▸ Dataset records about object locations:
++++++++++
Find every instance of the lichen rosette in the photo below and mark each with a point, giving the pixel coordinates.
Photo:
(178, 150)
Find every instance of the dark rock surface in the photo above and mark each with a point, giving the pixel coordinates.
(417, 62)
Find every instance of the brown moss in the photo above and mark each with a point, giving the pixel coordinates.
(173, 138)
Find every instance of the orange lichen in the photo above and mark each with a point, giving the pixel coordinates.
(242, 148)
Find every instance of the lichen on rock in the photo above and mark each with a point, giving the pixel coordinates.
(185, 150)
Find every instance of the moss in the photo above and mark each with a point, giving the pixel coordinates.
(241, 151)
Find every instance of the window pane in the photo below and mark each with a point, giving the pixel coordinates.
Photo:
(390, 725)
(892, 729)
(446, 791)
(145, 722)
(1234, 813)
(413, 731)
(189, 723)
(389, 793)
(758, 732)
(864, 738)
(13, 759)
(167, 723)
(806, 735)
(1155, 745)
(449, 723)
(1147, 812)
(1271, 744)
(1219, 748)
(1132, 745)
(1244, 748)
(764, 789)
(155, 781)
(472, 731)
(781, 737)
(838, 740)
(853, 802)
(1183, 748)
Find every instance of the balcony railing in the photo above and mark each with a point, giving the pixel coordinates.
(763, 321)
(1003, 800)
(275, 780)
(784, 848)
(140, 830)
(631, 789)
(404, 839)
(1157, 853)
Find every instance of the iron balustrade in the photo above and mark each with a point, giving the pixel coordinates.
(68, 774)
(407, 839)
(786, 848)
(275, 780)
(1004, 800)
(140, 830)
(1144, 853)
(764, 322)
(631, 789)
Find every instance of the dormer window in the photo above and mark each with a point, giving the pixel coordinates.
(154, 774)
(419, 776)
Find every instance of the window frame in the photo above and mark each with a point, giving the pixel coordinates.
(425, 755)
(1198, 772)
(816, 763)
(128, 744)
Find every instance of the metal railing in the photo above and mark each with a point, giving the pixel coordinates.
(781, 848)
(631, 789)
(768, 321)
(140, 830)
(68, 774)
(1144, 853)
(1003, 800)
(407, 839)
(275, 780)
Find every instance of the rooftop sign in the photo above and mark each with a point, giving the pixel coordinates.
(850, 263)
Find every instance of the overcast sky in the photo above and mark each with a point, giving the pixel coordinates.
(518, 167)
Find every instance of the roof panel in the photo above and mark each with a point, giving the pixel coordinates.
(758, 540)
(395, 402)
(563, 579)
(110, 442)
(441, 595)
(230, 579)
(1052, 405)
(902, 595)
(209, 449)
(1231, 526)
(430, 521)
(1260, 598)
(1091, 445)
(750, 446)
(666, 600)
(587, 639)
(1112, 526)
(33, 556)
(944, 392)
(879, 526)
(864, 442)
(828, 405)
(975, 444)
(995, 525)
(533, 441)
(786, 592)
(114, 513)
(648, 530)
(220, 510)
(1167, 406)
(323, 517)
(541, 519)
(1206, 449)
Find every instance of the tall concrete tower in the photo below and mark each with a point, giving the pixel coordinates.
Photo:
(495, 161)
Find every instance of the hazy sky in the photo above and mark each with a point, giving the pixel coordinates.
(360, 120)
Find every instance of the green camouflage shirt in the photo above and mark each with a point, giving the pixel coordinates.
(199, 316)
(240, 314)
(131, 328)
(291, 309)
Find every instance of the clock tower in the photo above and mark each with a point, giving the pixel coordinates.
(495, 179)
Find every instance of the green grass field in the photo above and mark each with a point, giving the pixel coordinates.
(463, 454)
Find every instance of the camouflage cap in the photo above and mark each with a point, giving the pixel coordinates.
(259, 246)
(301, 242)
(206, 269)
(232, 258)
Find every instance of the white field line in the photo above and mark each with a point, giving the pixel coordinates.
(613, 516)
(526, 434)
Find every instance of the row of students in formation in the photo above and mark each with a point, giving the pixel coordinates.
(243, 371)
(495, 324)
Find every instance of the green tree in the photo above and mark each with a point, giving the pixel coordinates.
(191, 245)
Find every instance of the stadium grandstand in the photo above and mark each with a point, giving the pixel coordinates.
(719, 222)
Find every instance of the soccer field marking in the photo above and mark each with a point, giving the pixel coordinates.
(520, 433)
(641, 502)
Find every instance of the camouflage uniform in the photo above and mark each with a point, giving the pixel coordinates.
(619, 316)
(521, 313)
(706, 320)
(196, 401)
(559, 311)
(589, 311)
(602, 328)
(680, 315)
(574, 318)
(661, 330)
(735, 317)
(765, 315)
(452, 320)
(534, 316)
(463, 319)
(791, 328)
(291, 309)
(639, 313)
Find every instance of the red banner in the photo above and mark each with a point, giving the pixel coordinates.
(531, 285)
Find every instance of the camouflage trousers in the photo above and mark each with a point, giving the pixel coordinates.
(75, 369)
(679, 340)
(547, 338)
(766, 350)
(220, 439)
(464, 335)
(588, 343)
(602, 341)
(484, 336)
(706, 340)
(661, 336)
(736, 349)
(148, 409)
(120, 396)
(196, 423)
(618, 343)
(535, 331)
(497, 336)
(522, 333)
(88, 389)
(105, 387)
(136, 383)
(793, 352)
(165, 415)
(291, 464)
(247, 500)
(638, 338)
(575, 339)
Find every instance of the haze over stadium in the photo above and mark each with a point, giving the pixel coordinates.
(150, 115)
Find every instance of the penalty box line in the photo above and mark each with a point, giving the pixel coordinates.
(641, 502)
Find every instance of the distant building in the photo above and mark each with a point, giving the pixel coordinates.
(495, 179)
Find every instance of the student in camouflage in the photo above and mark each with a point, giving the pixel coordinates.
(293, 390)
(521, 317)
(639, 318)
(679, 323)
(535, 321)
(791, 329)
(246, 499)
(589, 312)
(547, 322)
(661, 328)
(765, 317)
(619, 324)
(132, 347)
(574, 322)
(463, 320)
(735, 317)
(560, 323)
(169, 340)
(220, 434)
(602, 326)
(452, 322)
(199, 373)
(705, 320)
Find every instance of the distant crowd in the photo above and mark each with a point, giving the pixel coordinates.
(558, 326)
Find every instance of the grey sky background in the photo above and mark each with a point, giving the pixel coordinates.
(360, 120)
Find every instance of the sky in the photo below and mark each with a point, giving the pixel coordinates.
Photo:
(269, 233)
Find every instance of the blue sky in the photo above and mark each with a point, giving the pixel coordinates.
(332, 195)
++++++++++
▸ EXERCISE: Retype the data exactly as given.

▸ TASK RESPONSE:
Find every instance of the lichen rosette in the photo below and mark each with a point, giving the pixel coordinates.
Photo:
(178, 150)
Find every instance of the dark rock surface in the photo above and mark each with a point, giving the pixel coordinates.
(417, 62)
Find every instance of the brown moss in the photo above and mark each with a point, giving the pixel coordinates.
(173, 138)
Find every instance of the orange lichen in the photo above and mark each with a point, giving the pixel coordinates.
(242, 148)
Find every instance of the lichen on rock in the photo above and mark each with a point, giving the pixel coordinates.
(185, 150)
Find every instance of the moss in the photo above and mark each with a point, giving the pixel coordinates.
(241, 151)
Find every instance of the window pane in the photo below and mark each with a point, giving the pixel coordinates.
Photo:
(390, 725)
(892, 729)
(446, 791)
(145, 722)
(1234, 813)
(413, 731)
(189, 723)
(389, 793)
(758, 732)
(864, 738)
(13, 759)
(167, 723)
(806, 735)
(1155, 745)
(449, 723)
(1147, 812)
(1271, 744)
(1219, 748)
(1132, 745)
(1244, 748)
(764, 789)
(155, 781)
(472, 731)
(781, 737)
(838, 740)
(853, 802)
(1183, 748)
Find every instance of the balcony railing in the photo above and mark each with a point, giving the pixel coordinates.
(763, 321)
(1003, 800)
(275, 780)
(784, 848)
(140, 830)
(631, 789)
(404, 839)
(1157, 853)
Find every instance of the iron balustrade in the photo above and mark each with a point, giving the pixel coordinates.
(68, 774)
(407, 839)
(786, 848)
(275, 780)
(1004, 800)
(140, 830)
(1144, 853)
(764, 322)
(631, 789)
Find every instance of the dormer window in the photo above and mark each with a point, giving the pixel coordinates.
(154, 774)
(419, 776)
Find every instance of the window frame in the photo above and mark each with a point, giving the pixel coordinates.
(425, 755)
(1198, 772)
(816, 763)
(128, 744)
Find every instance of the metal railing in the photo above and mark each with a point, giving the pixel coordinates.
(781, 848)
(631, 789)
(768, 321)
(140, 830)
(68, 774)
(1144, 853)
(1003, 800)
(407, 839)
(275, 780)
Find every instance of the rooftop sign in the photo above and mark each with a point, giving the pixel coordinates.
(850, 263)
Find every instance of the overcast sky in the photo above and mark each with a point, giving the pixel coordinates.
(518, 167)
Find every instance of the roof panel in the photo above and mark each with a point, giving the pixel coordinates.
(758, 540)
(395, 402)
(563, 579)
(110, 442)
(441, 595)
(230, 579)
(1052, 405)
(902, 595)
(209, 449)
(1231, 526)
(430, 521)
(1260, 598)
(1091, 445)
(750, 446)
(666, 600)
(587, 639)
(1112, 526)
(33, 556)
(944, 392)
(879, 526)
(864, 442)
(828, 405)
(975, 444)
(995, 525)
(533, 441)
(786, 592)
(114, 513)
(648, 530)
(220, 510)
(1167, 406)
(323, 517)
(541, 519)
(1206, 449)
Find every instance of the tall concrete tower in the photo below and mark each with a point, giving the pixel coordinates.
Photo:
(495, 161)
Find every instance of the hazy sky in the photo above and mark each with a point, giving the pixel coordinates.
(360, 120)
Find every instance of the green camouflage shirt in the photo above and mark each with a point, giving the pixel coordinates.
(199, 316)
(240, 314)
(131, 328)
(291, 309)
Find every instance of the clock tower in the photo above and mark each with a point, giving the pixel coordinates.
(495, 179)
Find every instance of the green grass field in the photo above and mark each with a point, giving the pixel coordinates.
(463, 454)
Find every instance of the camouflage cap in the photo above and mark each with a point, giving the pixel coordinates.
(259, 246)
(301, 242)
(206, 269)
(232, 258)
Find every instance of the white field line in the photo above and mark each with a point, giving the pixel coordinates.
(613, 516)
(526, 434)
Find every instance of the row of students in formation in the photo above and mark each with a point, giving the pixel coordinates.
(243, 371)
(495, 324)
Find every instance of the green tree in the photo above and mark each with a point, giving the pixel coordinates.
(191, 245)
Find every instance of the stadium grandstand in the photo above and mark each with a point, giving the pixel coordinates.
(719, 222)
Find every instance of the soccer field marking in the photo above and mark each with a point, giving the pixel coordinates.
(520, 433)
(641, 502)
Find every instance of the camouflage uniform in the photo above and mark each with a point, giving the pixel coordinates.
(619, 316)
(521, 313)
(706, 320)
(196, 401)
(559, 311)
(589, 311)
(602, 328)
(680, 315)
(574, 318)
(661, 330)
(735, 317)
(765, 315)
(452, 320)
(534, 316)
(463, 319)
(791, 328)
(291, 309)
(639, 313)
Find every instance of the red banner in the photo above and mark each with a point, giving the pixel coordinates.
(531, 285)
Find every instance of the camouflage trousers in the photo above and mark each with a point, giving the pixel coordinates.
(75, 369)
(679, 340)
(547, 338)
(766, 350)
(220, 439)
(464, 335)
(588, 343)
(602, 341)
(484, 336)
(706, 340)
(661, 336)
(736, 349)
(148, 409)
(120, 396)
(196, 423)
(618, 343)
(535, 331)
(497, 336)
(522, 333)
(88, 389)
(105, 387)
(136, 383)
(793, 352)
(165, 415)
(291, 464)
(247, 500)
(638, 338)
(575, 339)
Find every instance of the haze over stadium in the photo above and mark each with a point, giving the pixel coordinates.
(150, 115)
Find every instance of the penalty box line in the photo above and mark each with a point, giving the pixel coordinates.
(641, 502)
Find every instance of the distant building in the photo above and mark each with a point, giving the pixel coordinates.
(495, 179)
Find every instance of the student in camouflage in the photo above and mark each with a point, giving the pixel coordinates.
(293, 390)
(521, 317)
(639, 318)
(679, 323)
(535, 321)
(791, 329)
(246, 499)
(589, 312)
(547, 322)
(661, 328)
(765, 317)
(619, 324)
(132, 347)
(574, 322)
(463, 320)
(735, 317)
(560, 323)
(169, 340)
(220, 434)
(602, 326)
(452, 322)
(199, 373)
(705, 320)
Find every instance of the distant crowd in the photo above and mark each with a point, giving the pixel coordinates.
(558, 326)
Find every instance of the grey sky background in the photo above and mark each with a point, giving the pixel coordinates.
(360, 120)
Find every instance of the sky in the photo below and mark each with a point, giving the pixel coordinates.
Photo:
(269, 233)
Find every instance of the blue sky in the photo above and mark each with a point, giving the pixel coordinates.
(332, 195)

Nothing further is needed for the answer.